■ BRONDOCUMENT ■
======
Naar inhoud springen

Jacob Olie

Uit Wikipedia, de vrije encyclopedie
Jacob Olie
Zelfportret (genomen met eigen camera), 1862
Zelfportret (genomen met eigen camera), 1862
Persoonsgegevens
Volledige naam Jacob Olie Jbzn. (Jacobszoon)
Geboren Amsterdam, 19 oktober 1834Bewerken op Wikidata
Overleden Amsterdam, 25 april 1905Bewerken op Wikidata
Geboorteland Nederland
Beroep(en) Fotograaf, schilder, tekenaar, architect, directeur academie
Oriënterende gegevens
Jaren actief 1847-1905 (vanaf 1855-1858 als fotograaf)
RKD-profiel
Portaal  Portaalicoon   Kunst & Cultuur
Paleis voor Volksvlijt, Amsterdam; 1892.
Willemspoort, Amsterdam; 8 mei 1896.
Banden van Descriptions des arts et métiers aangeschaft door Jacob Olie. Nu in het bezit van de afdeling bijzondere collecties van de Universiteit van Amsterdam.
Grafsteen op De Nieuwe Ooster (augustus 2022)

Jacob Olie (Amsterdam, 19 oktober 1834 – aldaar, 23 april 1905) was een Nederlands fotograaf.

Jacob Olie stamde uit een houtvlottersfamilie, vader was Jacob Olie en moeder Aagje Elmers/Eelmers Blank Mooij, kleinkind van commandeur Maarten Mooij van schip Frankendaal, omschreven in Naar Groenland met de Frankendaal. Het echtpaar woonde op het Realeneiland.[1] Hij trouwde op 3 oktober 1878 te Amsterdam met Carolina Augusta Blössmann, geboren op 8 januari 1852 te Rotterdam, overleden 21 december 1886 te Amsterdam. Olie was toen al in het bezit van MO-diploma Tekenen, Blössmann was ten tijde van het huwelijk een van de eerste vrouwen die hetzelfde diploma op zak had. Jacob Olie had haar ontmoet tijdens een van zijn reizen met Johan Adolph Rust. Het echtpaar kreeg zeven kinderen, van wie er een aantal op jonge leeftijd stierven. Na acht jaar huwelijk bleef Jacob achter als weduwnaar met vier kleine kinderen, de jongste een paar dagen oud.[2] Een van die kinderen, Jacob Olie jr., was ook actief als amateurfotograaf.
======
Regiobeschrijvingen in natuurlijke taal:
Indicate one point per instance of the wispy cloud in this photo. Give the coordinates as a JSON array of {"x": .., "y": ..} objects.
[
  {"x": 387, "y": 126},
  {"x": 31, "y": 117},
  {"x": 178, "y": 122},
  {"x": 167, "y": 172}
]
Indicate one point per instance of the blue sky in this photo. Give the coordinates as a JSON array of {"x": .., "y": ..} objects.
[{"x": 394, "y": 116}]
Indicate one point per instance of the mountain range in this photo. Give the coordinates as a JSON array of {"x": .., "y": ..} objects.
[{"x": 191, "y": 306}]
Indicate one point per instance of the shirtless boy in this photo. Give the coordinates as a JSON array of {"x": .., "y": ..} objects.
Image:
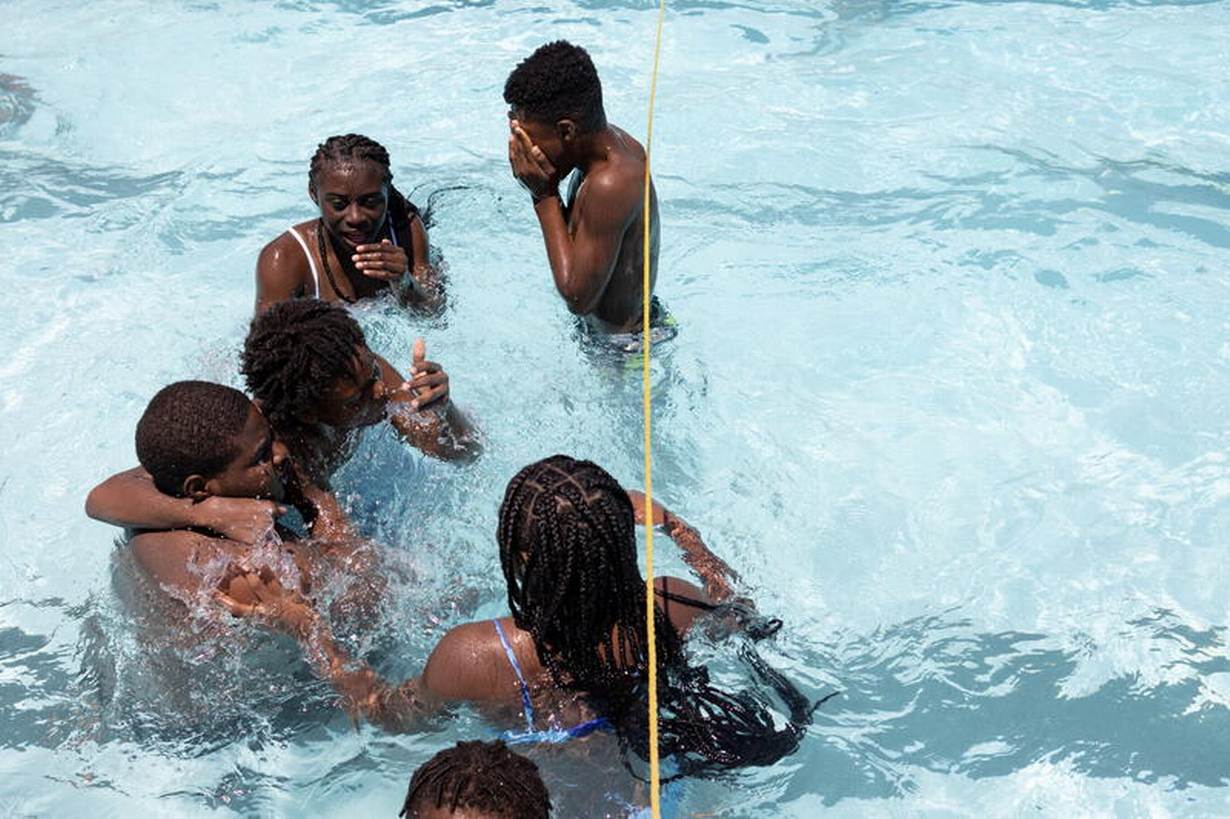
[
  {"x": 199, "y": 440},
  {"x": 310, "y": 370},
  {"x": 594, "y": 240}
]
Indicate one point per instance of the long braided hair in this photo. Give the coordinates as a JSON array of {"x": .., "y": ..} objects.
[
  {"x": 567, "y": 546},
  {"x": 479, "y": 776},
  {"x": 356, "y": 148}
]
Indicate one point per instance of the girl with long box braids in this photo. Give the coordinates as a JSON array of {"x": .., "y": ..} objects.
[{"x": 567, "y": 549}]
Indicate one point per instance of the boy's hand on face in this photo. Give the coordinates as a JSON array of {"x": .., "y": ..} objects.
[
  {"x": 385, "y": 261},
  {"x": 244, "y": 520},
  {"x": 530, "y": 165},
  {"x": 428, "y": 383}
]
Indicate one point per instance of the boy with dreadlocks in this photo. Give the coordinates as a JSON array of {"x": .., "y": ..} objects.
[
  {"x": 367, "y": 239},
  {"x": 477, "y": 781},
  {"x": 309, "y": 368},
  {"x": 199, "y": 440},
  {"x": 575, "y": 644},
  {"x": 594, "y": 236}
]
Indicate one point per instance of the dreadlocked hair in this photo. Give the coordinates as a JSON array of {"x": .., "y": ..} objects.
[
  {"x": 479, "y": 776},
  {"x": 190, "y": 428},
  {"x": 567, "y": 547},
  {"x": 357, "y": 148},
  {"x": 294, "y": 352},
  {"x": 557, "y": 81}
]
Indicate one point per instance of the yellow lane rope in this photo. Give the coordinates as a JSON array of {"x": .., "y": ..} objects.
[{"x": 646, "y": 218}]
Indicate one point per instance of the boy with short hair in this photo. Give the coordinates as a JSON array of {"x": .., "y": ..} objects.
[{"x": 594, "y": 239}]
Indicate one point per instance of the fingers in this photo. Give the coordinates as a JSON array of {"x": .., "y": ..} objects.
[
  {"x": 543, "y": 161},
  {"x": 383, "y": 261},
  {"x": 523, "y": 139},
  {"x": 429, "y": 395}
]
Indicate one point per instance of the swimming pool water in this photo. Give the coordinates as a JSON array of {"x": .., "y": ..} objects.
[{"x": 951, "y": 386}]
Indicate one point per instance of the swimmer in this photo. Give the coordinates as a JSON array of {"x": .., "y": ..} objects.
[
  {"x": 310, "y": 370},
  {"x": 594, "y": 240},
  {"x": 476, "y": 780},
  {"x": 199, "y": 440},
  {"x": 368, "y": 239},
  {"x": 575, "y": 647}
]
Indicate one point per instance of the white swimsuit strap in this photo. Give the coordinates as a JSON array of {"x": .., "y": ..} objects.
[{"x": 311, "y": 262}]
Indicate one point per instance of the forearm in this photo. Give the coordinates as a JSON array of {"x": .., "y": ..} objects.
[
  {"x": 560, "y": 253},
  {"x": 130, "y": 499},
  {"x": 712, "y": 571},
  {"x": 363, "y": 692},
  {"x": 709, "y": 567}
]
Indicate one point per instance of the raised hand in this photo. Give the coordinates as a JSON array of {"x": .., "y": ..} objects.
[
  {"x": 530, "y": 165},
  {"x": 385, "y": 261},
  {"x": 428, "y": 381}
]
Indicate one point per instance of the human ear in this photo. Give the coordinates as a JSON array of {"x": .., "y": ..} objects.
[{"x": 196, "y": 487}]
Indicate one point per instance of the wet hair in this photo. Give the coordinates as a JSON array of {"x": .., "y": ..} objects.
[
  {"x": 567, "y": 546},
  {"x": 294, "y": 352},
  {"x": 357, "y": 148},
  {"x": 479, "y": 776},
  {"x": 190, "y": 428},
  {"x": 557, "y": 81}
]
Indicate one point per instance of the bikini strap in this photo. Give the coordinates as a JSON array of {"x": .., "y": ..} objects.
[
  {"x": 527, "y": 705},
  {"x": 311, "y": 262}
]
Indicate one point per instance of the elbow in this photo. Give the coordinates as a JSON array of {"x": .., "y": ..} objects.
[{"x": 95, "y": 503}]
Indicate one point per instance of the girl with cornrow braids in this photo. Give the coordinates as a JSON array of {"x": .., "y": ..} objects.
[
  {"x": 367, "y": 239},
  {"x": 575, "y": 644}
]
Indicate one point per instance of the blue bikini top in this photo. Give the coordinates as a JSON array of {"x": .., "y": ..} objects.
[{"x": 530, "y": 734}]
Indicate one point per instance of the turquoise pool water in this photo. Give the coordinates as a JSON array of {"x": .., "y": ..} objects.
[{"x": 951, "y": 386}]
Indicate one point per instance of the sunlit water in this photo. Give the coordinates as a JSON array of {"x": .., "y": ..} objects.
[{"x": 950, "y": 392}]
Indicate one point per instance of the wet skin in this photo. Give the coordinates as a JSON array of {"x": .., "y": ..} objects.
[
  {"x": 595, "y": 242},
  {"x": 353, "y": 202}
]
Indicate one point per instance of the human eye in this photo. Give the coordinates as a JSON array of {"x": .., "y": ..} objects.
[{"x": 265, "y": 454}]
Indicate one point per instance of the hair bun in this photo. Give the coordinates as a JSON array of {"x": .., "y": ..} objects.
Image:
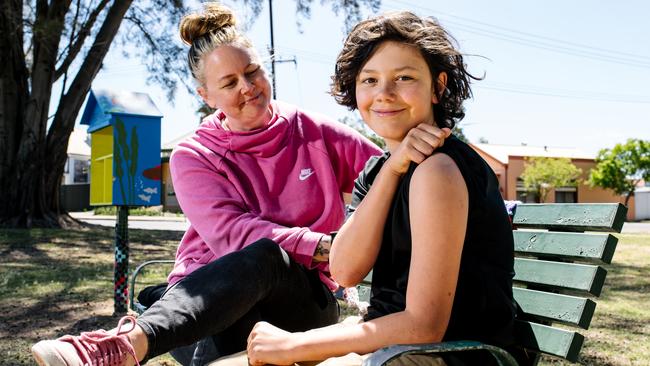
[{"x": 213, "y": 18}]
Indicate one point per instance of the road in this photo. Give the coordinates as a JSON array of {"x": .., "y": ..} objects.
[{"x": 181, "y": 224}]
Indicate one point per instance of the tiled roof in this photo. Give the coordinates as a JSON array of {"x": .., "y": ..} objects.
[{"x": 502, "y": 152}]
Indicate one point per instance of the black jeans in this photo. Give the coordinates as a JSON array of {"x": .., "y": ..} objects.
[{"x": 224, "y": 299}]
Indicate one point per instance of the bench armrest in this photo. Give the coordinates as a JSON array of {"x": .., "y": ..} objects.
[
  {"x": 384, "y": 355},
  {"x": 135, "y": 306}
]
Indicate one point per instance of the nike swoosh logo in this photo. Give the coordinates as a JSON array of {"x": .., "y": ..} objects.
[{"x": 305, "y": 175}]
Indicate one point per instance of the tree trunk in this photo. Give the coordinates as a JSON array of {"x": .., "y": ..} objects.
[
  {"x": 71, "y": 102},
  {"x": 32, "y": 161},
  {"x": 628, "y": 196}
]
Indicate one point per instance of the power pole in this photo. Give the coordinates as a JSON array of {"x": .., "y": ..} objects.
[
  {"x": 272, "y": 50},
  {"x": 272, "y": 53}
]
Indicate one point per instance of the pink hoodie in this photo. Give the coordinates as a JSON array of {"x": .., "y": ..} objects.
[{"x": 282, "y": 182}]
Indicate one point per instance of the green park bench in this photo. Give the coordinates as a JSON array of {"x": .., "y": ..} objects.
[
  {"x": 559, "y": 253},
  {"x": 559, "y": 274}
]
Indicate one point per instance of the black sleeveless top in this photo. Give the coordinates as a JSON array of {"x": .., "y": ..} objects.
[{"x": 483, "y": 308}]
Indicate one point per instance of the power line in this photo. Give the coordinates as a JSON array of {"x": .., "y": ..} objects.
[{"x": 537, "y": 41}]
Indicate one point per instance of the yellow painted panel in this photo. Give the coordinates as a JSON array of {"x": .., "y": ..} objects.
[{"x": 101, "y": 167}]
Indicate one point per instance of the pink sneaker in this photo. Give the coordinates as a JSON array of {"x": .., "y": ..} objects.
[{"x": 88, "y": 349}]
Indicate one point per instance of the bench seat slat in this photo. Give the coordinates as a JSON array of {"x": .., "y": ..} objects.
[
  {"x": 608, "y": 217},
  {"x": 583, "y": 277},
  {"x": 550, "y": 340},
  {"x": 561, "y": 308},
  {"x": 593, "y": 247}
]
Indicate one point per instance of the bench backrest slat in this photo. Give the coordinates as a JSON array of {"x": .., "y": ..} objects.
[
  {"x": 565, "y": 309},
  {"x": 554, "y": 341},
  {"x": 597, "y": 248},
  {"x": 571, "y": 217},
  {"x": 571, "y": 276},
  {"x": 551, "y": 262}
]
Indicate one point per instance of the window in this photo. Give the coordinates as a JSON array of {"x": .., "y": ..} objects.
[
  {"x": 80, "y": 171},
  {"x": 524, "y": 195},
  {"x": 566, "y": 195}
]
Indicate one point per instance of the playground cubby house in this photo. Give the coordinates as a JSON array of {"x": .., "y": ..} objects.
[{"x": 124, "y": 130}]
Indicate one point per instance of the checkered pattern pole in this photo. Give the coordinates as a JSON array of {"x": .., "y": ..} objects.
[{"x": 121, "y": 260}]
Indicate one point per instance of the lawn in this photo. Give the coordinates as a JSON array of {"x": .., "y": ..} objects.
[{"x": 54, "y": 282}]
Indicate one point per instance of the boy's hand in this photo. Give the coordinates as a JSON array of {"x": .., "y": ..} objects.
[{"x": 419, "y": 144}]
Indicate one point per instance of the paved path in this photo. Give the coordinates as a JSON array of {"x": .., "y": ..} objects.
[
  {"x": 181, "y": 224},
  {"x": 136, "y": 222}
]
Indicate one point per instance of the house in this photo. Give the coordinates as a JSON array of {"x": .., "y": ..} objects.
[
  {"x": 507, "y": 161},
  {"x": 168, "y": 198},
  {"x": 125, "y": 148},
  {"x": 75, "y": 183}
]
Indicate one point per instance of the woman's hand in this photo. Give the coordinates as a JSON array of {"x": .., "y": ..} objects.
[
  {"x": 272, "y": 345},
  {"x": 419, "y": 143}
]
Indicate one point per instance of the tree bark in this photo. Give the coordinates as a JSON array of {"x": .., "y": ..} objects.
[
  {"x": 14, "y": 93},
  {"x": 33, "y": 158},
  {"x": 71, "y": 102}
]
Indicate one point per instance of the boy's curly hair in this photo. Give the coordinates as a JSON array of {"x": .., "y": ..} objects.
[{"x": 427, "y": 35}]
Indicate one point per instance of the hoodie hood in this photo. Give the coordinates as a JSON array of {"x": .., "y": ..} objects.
[{"x": 265, "y": 141}]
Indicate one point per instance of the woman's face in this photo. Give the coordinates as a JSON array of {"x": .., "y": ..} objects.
[
  {"x": 236, "y": 83},
  {"x": 394, "y": 91}
]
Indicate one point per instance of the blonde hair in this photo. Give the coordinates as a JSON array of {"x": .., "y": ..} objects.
[{"x": 204, "y": 31}]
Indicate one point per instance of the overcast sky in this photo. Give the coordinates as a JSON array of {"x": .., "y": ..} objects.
[{"x": 557, "y": 73}]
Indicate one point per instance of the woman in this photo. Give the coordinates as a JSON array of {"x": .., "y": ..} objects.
[
  {"x": 441, "y": 248},
  {"x": 255, "y": 169}
]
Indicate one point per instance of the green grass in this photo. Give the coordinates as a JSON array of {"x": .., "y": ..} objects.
[
  {"x": 135, "y": 211},
  {"x": 55, "y": 282}
]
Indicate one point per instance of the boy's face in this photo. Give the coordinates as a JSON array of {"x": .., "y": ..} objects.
[{"x": 394, "y": 91}]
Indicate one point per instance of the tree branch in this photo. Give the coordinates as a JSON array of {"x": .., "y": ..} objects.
[
  {"x": 71, "y": 102},
  {"x": 84, "y": 32}
]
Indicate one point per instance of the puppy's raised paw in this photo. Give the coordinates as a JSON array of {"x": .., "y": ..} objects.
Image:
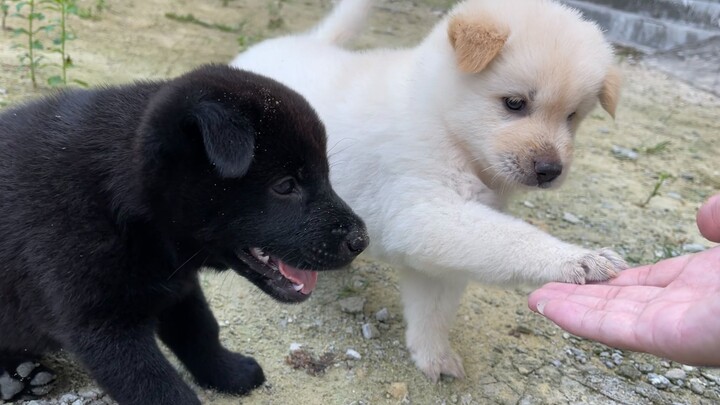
[
  {"x": 27, "y": 380},
  {"x": 231, "y": 373},
  {"x": 599, "y": 265},
  {"x": 434, "y": 365}
]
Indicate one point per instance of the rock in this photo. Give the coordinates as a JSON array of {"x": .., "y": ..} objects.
[
  {"x": 675, "y": 374},
  {"x": 42, "y": 378},
  {"x": 693, "y": 247},
  {"x": 568, "y": 217},
  {"x": 68, "y": 398},
  {"x": 711, "y": 376},
  {"x": 351, "y": 354},
  {"x": 629, "y": 371},
  {"x": 352, "y": 305},
  {"x": 398, "y": 391},
  {"x": 658, "y": 381},
  {"x": 624, "y": 153},
  {"x": 370, "y": 331},
  {"x": 24, "y": 369},
  {"x": 9, "y": 387},
  {"x": 382, "y": 315},
  {"x": 697, "y": 386},
  {"x": 95, "y": 394},
  {"x": 646, "y": 368}
]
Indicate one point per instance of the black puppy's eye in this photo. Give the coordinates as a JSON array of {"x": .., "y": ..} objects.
[
  {"x": 514, "y": 103},
  {"x": 285, "y": 186}
]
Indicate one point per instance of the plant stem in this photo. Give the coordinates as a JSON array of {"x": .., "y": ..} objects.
[
  {"x": 63, "y": 16},
  {"x": 31, "y": 53}
]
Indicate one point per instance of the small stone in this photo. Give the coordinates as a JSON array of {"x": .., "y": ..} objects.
[
  {"x": 382, "y": 315},
  {"x": 24, "y": 369},
  {"x": 675, "y": 374},
  {"x": 697, "y": 386},
  {"x": 68, "y": 398},
  {"x": 352, "y": 305},
  {"x": 94, "y": 394},
  {"x": 42, "y": 378},
  {"x": 629, "y": 371},
  {"x": 711, "y": 376},
  {"x": 351, "y": 354},
  {"x": 658, "y": 381},
  {"x": 624, "y": 153},
  {"x": 568, "y": 217},
  {"x": 370, "y": 331},
  {"x": 646, "y": 368},
  {"x": 398, "y": 391},
  {"x": 693, "y": 247},
  {"x": 9, "y": 387}
]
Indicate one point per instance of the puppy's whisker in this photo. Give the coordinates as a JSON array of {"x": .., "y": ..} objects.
[{"x": 185, "y": 262}]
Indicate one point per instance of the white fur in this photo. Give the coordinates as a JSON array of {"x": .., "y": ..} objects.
[{"x": 420, "y": 150}]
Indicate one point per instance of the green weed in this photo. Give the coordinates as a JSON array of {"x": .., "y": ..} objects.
[
  {"x": 191, "y": 19},
  {"x": 662, "y": 177},
  {"x": 4, "y": 9},
  {"x": 657, "y": 149}
]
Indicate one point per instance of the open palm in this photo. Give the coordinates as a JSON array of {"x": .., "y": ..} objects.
[{"x": 670, "y": 309}]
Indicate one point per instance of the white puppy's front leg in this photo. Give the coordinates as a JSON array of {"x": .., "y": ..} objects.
[
  {"x": 450, "y": 235},
  {"x": 430, "y": 304}
]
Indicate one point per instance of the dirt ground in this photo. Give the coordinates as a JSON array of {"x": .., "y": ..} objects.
[{"x": 664, "y": 127}]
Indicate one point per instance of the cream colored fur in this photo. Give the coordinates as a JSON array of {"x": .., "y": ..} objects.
[{"x": 423, "y": 146}]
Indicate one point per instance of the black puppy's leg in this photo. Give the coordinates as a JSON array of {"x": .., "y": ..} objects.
[
  {"x": 191, "y": 331},
  {"x": 23, "y": 377},
  {"x": 129, "y": 365}
]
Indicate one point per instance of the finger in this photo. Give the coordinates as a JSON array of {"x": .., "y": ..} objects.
[
  {"x": 708, "y": 219},
  {"x": 597, "y": 296},
  {"x": 659, "y": 274},
  {"x": 612, "y": 328}
]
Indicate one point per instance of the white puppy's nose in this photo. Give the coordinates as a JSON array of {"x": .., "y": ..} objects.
[{"x": 547, "y": 170}]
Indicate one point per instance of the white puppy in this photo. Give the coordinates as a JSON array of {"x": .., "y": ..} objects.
[{"x": 429, "y": 142}]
======
■ VRAAGSTUK ■
Herhaal woord voor woord alles uit de tekst over Jacob Olie, van "RKD-profiel" tot en met "Ooster (augustus 2022)". De rijen spelen hierbij geen enkele rol.

■ UITKOMST OEFENING ■
RKD-profiel
Portaal  Portaalicoon   Kunst & Cultuur
Paleis voor Volksvlijt, Amsterdam; 1892.
Willemspoort, Amsterdam; 8 mei 1896.
Banden van Descriptions des arts et métiers aangeschaft door Jacob Olie. Nu in het bezit van de afdeling bijzondere collecties van de Universiteit van Amsterdam.
Grafsteen op De Nieuwe Ooster (augustus 2022)